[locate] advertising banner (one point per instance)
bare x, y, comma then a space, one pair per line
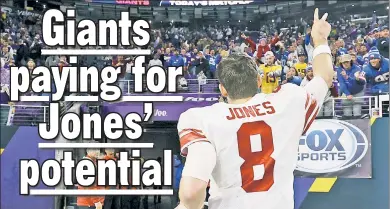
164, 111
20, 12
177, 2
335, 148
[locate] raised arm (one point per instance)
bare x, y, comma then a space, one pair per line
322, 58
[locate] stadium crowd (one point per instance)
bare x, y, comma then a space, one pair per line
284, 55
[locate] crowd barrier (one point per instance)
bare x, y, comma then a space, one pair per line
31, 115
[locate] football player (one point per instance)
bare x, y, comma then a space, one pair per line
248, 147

★ ★ ★ ★ ★ ★ ★

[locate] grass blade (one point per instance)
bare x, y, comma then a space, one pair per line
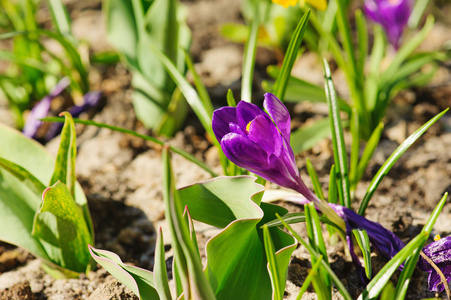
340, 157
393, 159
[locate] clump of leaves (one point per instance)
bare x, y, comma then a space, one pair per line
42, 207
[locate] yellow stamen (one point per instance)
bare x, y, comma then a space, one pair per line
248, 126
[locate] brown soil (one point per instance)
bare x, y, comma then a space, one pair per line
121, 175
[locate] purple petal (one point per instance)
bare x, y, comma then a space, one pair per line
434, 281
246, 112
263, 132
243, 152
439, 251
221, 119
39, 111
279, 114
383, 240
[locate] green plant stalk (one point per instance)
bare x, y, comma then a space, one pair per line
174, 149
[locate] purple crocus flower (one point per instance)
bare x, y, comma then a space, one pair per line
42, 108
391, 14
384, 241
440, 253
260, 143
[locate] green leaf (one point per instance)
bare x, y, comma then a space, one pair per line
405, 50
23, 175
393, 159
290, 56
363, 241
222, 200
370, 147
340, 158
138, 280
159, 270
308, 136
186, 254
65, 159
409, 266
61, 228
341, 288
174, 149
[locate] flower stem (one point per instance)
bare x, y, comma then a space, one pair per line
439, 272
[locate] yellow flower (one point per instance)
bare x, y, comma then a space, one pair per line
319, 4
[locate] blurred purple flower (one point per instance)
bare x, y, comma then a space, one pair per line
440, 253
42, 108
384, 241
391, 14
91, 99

★ ★ ★ ★ ★ ★ ★

» **WHAT THE EXERCISE ASKS**
Which of the lines in the material above contain "purple"? Copy each one out.

» **EXERCISE RESULT**
[locate] purple petal (one point per instance)
[locate] purple crocus flower (one point per instance)
[locate] blurred purple flower (one point per instance)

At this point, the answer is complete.